— What is expected —
Pick up the forum thread about the Repticon Tampa reptile show after its final line and carry it on.

— Extract to read —
# Repticon Tampa,FL June 27th & 28th 2009



## Paul G

Anybody going? 
I'd like to go but not sure if I will have the time. 

Florida International Reptile Show Tampa Main Page

Bill Schwinn is going to be there with all his dart frogs, tree frogs, and other pretties.


----------



## dom

i have to work both days so none for me


----------



## Paul G

See everybody bright and early. I'm very thankful for energy drinks.


----------



## RecycledAgain

So.....? what did we see? Or more inportantly what did we buy? lol

Dan


----------



## Paul G

Ok....sorry for the late reply and bad pics. I hate cell cams but at least you can get an idea. All the pics are from Bill Schwinn's table. 

Azureus & Cobalt Tincs

















Patricia & Citronella Tincs









Brazilian Yellow Head Tincs









Yellowback and Lorenzo Tincs

















Regina Tincs









Panamanian Mooning Frogs (also called d. auratus) {G&B and Bronzes}

















Red Eyed Tree Frog doing what they do best....sleeping.

— Data —
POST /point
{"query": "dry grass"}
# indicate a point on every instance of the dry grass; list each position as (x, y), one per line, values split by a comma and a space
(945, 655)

— Exercise answer —
dendrobates schwinnatucus


----------



## Paul G

RecycledAgain said:


> So.....? what did we see? Or more inportantly what did we buy? lol
> 
> Dan


I purchased a proven pair of Powder Blues from Bill Schwinn. Hes the only vendor who had PDFs at the entire show. Also picked up subterranean termites from Glades Herps' table.

For those of you that like other amphibians....
HUGE White's Tree Frogs, WC Red eyes, WC Phyllomedusa sauvagii, WC Guattata toads (Very Nice!), Lots 'o' pacmans, budgetts, and Pyxies as usual, Aussie White Lips, Beat up Big Eyed Tree Frogs (eek!), Marbled Sallys, CA Newts, Lot of vendors with Kweichow Crocodile Newts (Tylototriton kweichowensis) very very cool.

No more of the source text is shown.